__Source records__.
* * *

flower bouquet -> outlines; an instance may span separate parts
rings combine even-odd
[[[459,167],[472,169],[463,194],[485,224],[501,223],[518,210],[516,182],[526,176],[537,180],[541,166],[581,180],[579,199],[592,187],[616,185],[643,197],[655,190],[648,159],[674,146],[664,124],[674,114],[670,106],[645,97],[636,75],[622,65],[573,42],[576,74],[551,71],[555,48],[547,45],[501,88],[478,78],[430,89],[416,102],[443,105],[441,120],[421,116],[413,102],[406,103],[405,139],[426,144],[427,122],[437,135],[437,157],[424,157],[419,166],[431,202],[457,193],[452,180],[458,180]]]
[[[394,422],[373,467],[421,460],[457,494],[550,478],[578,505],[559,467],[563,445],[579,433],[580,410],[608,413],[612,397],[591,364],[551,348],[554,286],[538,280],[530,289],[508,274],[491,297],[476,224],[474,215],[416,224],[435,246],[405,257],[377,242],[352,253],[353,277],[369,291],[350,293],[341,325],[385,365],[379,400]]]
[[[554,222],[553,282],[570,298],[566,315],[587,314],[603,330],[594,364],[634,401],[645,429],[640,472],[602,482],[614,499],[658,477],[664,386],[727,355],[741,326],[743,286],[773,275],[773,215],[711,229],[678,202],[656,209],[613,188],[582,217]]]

* * *

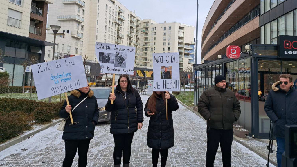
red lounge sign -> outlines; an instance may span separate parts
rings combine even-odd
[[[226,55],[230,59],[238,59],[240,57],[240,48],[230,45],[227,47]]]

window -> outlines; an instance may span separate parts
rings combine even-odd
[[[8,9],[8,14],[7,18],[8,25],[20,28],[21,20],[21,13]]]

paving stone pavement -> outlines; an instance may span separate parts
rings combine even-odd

* * *

Pull out each line of the material above that contains the string "span", and copy those lines in full.

__Complete response__.
flower bouquet -> outlines; an instance may span separate parts
red lounge sign -> outlines; an instance may span separate parts
window -> outlines; an instance may span separate parts
paving stone pavement -> outlines; an instance may span separate parts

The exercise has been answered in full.